Source text:
--- START ---
Source: Processors spend $4,6 million on deboned meat | The Financial Gazette May 24, 2018
MEAT processors imported 5 800 tonnes of mechanically deboned meat valued at $4,6 million between January and November 2017.
Mechanically deboned meat (MDM), the main ingredient in processed meats and sausages, is generally the lowest priced low grade products or bi-products from boneless cuts of more expensive meat.
“Cumulative imports of MDM for the 11 months to November 2017 were 5 877 tonnes, a decline of 25 percent over the same period in 2016,” The Livestock and Meat Advisory Council (LMAC)’s April 2018 Livestock Update Report said.
In 2016, 7 358 tonnes were imported at an average price of $484 per tonne.
The importation of MDM has been disrupted by a number of issues, including the meat scandal in Brazil that led to a temporary ban on its imports and the outbreak of Avian Influenza in South Africa that curtailed the importation of poultry related products from, and through, that country.
“The acute shortage of nostro allocations has also exacerbated the situation,” the LMAC report said.
At least 77 percent of the MDM was sourced from South Africa.
“As South Africa manufactures no MDM, bulk orders from major suppliers in countries like Brazil and Argentina are made and then sold onwards to Zimbabwean importers,” the report added.
Imports from Namibia make up 22 percent and one percent is directly imported from Brazil and the United Arab Emirates.
The cost of MDM averaged $783 per tonne between January and November 2017, an increase of 63 percent over the same period in 2016.
“The rise in cost is due to a number of factors, including supply constraints from traditional markets including Brazil and Argentina. The duty of 40 percent on imports continues to put upward pressure on cost, notwithstanding the fact that MDM is categorised as a raw material.
--- END ---
Data extracts:
--- START ---
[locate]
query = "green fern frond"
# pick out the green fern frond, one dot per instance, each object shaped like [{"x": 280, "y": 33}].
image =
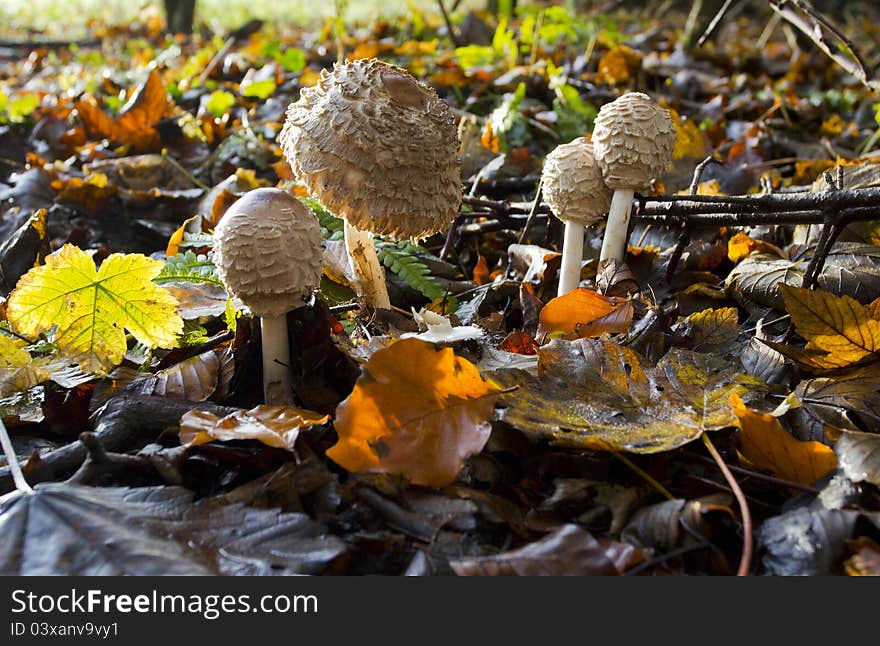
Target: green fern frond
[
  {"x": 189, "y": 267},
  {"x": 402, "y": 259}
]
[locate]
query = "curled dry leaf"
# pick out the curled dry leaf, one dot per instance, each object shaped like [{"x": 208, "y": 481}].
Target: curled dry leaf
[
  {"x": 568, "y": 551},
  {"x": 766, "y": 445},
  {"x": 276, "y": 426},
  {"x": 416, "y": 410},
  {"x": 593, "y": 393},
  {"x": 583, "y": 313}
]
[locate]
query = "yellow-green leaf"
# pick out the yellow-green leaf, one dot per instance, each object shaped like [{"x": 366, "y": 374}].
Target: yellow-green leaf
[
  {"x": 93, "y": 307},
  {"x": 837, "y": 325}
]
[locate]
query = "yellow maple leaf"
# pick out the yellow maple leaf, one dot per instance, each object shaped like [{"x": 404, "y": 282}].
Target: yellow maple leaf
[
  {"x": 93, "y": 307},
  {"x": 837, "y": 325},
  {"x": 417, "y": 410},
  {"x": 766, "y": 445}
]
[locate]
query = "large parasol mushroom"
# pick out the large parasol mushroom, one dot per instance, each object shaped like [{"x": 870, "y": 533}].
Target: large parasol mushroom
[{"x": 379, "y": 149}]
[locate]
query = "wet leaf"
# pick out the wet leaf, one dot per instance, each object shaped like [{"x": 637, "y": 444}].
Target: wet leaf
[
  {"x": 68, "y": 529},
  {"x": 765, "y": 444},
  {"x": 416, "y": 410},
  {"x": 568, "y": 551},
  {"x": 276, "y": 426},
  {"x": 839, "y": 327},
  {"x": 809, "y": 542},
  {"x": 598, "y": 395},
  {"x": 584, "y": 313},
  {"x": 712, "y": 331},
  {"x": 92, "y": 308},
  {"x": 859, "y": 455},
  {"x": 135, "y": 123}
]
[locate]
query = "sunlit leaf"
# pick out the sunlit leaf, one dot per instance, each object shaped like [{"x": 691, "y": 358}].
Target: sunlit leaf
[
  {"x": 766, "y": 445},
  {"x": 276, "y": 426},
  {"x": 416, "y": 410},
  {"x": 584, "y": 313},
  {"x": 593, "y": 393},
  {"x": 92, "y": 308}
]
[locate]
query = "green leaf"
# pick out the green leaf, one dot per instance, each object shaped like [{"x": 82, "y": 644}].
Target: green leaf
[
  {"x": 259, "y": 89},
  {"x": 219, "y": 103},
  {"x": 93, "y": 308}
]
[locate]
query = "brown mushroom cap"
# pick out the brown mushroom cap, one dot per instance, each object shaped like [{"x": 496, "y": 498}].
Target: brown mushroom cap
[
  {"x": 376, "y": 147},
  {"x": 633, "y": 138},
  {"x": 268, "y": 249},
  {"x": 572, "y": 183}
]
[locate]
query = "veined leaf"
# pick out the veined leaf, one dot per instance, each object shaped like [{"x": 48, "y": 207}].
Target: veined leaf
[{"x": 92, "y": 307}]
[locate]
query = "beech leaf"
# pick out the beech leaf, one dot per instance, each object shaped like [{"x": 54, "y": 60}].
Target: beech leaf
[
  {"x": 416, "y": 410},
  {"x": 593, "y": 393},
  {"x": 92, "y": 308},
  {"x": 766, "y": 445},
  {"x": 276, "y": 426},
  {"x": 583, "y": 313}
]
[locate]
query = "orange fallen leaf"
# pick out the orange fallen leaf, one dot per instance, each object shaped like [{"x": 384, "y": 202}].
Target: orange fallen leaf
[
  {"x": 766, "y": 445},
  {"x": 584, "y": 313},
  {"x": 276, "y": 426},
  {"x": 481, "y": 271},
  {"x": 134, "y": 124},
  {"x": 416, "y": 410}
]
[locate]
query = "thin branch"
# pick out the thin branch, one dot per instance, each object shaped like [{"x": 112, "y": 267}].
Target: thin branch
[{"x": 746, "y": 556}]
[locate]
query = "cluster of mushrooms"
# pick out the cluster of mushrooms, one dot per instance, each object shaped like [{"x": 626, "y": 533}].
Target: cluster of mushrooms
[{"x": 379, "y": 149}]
--- END ---
--- START ---
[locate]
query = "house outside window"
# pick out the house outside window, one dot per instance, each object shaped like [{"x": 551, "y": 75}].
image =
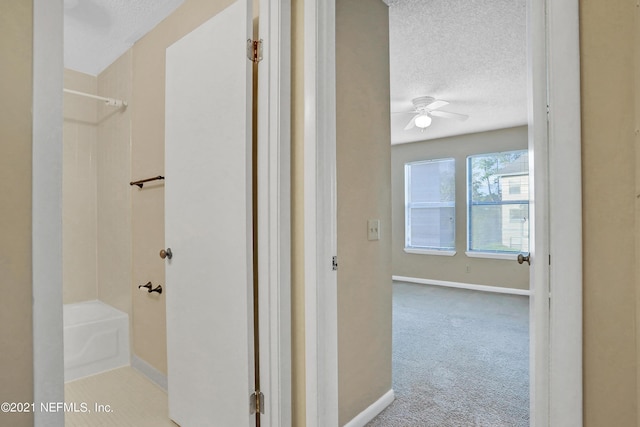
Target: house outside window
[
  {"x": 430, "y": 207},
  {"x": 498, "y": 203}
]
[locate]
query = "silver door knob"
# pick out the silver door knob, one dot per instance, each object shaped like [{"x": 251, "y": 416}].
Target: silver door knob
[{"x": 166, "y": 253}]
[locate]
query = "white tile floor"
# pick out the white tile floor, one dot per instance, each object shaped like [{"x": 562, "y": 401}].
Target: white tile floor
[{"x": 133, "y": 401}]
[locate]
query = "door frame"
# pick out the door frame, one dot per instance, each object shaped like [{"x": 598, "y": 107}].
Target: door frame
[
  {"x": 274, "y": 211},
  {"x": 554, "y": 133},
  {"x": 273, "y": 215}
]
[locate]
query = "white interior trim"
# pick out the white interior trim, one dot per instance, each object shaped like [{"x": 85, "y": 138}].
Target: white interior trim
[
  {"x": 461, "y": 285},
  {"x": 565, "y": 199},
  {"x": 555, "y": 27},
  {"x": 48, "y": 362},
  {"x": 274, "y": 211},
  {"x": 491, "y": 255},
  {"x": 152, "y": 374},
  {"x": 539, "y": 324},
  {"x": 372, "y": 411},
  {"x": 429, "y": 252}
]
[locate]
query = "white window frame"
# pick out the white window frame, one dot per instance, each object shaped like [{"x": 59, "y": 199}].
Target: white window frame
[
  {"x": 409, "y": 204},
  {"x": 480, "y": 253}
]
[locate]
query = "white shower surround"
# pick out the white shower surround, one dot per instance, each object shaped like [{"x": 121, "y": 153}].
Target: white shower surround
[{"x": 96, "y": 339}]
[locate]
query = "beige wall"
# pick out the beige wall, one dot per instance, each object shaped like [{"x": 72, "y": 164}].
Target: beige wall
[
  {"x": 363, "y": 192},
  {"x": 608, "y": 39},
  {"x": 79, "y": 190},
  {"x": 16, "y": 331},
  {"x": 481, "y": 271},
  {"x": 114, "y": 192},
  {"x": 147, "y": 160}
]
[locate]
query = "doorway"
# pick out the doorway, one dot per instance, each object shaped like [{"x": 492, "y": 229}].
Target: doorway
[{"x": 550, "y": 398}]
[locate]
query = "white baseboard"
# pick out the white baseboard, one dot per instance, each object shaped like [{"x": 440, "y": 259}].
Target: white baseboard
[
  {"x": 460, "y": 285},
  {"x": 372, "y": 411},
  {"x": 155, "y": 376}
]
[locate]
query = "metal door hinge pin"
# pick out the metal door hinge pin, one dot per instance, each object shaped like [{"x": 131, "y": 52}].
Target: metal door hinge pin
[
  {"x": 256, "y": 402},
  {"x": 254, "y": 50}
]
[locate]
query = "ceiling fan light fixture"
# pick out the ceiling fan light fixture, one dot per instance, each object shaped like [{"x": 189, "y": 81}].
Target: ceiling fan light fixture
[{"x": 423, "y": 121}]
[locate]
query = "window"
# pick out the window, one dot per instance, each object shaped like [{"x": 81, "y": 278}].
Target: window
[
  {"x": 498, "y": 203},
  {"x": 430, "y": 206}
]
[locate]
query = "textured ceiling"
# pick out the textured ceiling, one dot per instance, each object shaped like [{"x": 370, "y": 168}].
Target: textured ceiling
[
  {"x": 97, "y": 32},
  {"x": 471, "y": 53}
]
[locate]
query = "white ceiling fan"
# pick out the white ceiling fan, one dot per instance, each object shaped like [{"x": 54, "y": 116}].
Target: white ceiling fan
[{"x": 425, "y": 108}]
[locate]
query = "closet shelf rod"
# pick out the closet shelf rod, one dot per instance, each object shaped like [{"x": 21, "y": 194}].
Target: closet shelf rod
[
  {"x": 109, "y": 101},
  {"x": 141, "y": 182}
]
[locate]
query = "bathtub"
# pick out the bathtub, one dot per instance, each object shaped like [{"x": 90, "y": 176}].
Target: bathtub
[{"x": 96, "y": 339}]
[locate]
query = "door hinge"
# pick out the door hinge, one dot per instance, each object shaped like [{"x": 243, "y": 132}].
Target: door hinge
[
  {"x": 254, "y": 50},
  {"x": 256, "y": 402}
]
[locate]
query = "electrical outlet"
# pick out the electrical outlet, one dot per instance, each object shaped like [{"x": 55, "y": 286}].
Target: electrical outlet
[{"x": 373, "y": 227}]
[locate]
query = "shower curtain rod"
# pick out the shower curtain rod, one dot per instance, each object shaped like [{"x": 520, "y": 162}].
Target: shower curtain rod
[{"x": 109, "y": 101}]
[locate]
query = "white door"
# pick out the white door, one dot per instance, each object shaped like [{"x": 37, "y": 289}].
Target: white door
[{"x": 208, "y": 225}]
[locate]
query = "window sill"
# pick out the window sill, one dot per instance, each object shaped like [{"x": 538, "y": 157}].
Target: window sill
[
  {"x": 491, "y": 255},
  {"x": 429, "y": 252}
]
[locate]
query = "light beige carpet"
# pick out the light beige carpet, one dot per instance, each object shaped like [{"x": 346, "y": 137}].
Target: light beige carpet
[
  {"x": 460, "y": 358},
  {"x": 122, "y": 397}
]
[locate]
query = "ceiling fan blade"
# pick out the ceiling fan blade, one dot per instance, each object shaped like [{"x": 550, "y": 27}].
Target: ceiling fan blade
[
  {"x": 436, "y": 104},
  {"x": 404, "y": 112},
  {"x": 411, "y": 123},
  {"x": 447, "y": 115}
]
--- END ---
--- START ---
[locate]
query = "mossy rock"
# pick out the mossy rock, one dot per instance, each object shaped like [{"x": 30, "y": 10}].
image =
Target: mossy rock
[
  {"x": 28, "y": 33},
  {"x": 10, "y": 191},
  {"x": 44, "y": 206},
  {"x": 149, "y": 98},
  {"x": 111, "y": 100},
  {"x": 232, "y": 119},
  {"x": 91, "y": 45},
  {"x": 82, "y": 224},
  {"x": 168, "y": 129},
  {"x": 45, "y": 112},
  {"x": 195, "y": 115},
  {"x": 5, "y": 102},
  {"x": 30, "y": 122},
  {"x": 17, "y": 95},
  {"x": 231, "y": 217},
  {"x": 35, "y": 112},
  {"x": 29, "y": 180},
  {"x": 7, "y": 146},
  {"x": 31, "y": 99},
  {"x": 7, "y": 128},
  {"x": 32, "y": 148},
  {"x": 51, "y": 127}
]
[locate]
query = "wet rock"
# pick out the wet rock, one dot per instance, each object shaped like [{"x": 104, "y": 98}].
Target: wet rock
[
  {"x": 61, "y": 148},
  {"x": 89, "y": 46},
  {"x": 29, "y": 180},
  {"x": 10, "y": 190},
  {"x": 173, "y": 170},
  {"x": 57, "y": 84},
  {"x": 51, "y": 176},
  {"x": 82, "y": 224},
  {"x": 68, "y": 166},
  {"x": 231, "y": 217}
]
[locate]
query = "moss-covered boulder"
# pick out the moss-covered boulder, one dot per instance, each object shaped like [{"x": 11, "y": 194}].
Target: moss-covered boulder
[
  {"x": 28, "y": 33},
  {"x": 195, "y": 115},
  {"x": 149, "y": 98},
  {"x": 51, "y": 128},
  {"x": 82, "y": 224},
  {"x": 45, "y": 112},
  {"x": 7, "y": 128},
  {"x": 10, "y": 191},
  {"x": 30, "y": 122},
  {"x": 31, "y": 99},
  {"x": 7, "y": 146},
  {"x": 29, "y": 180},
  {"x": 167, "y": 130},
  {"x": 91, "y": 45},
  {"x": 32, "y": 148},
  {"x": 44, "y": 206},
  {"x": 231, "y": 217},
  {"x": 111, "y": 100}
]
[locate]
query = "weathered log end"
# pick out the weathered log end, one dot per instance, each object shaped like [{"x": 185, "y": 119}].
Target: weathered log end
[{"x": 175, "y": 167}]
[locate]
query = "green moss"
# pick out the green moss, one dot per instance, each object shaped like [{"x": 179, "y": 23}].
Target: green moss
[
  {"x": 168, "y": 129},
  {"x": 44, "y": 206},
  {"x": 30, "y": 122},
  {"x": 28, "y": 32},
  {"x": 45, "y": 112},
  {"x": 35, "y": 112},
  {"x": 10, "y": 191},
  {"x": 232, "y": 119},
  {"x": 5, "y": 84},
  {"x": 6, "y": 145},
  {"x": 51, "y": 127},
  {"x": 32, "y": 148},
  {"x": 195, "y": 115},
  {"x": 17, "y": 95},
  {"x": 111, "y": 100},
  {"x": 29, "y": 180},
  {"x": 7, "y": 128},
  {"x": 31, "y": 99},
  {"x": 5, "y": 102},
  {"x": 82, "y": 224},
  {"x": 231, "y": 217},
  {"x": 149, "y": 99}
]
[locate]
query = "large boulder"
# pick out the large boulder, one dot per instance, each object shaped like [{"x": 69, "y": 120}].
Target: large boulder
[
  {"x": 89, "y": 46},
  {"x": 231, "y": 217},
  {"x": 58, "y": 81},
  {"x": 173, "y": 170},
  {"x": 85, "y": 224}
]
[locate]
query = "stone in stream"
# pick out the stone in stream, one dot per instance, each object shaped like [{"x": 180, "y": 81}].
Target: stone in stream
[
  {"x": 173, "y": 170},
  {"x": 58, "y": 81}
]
--- END ---
Aim of the exercise:
In the deboned meat imports article, what percentage of imports came from Namibia?

Exercise solution:
22 percent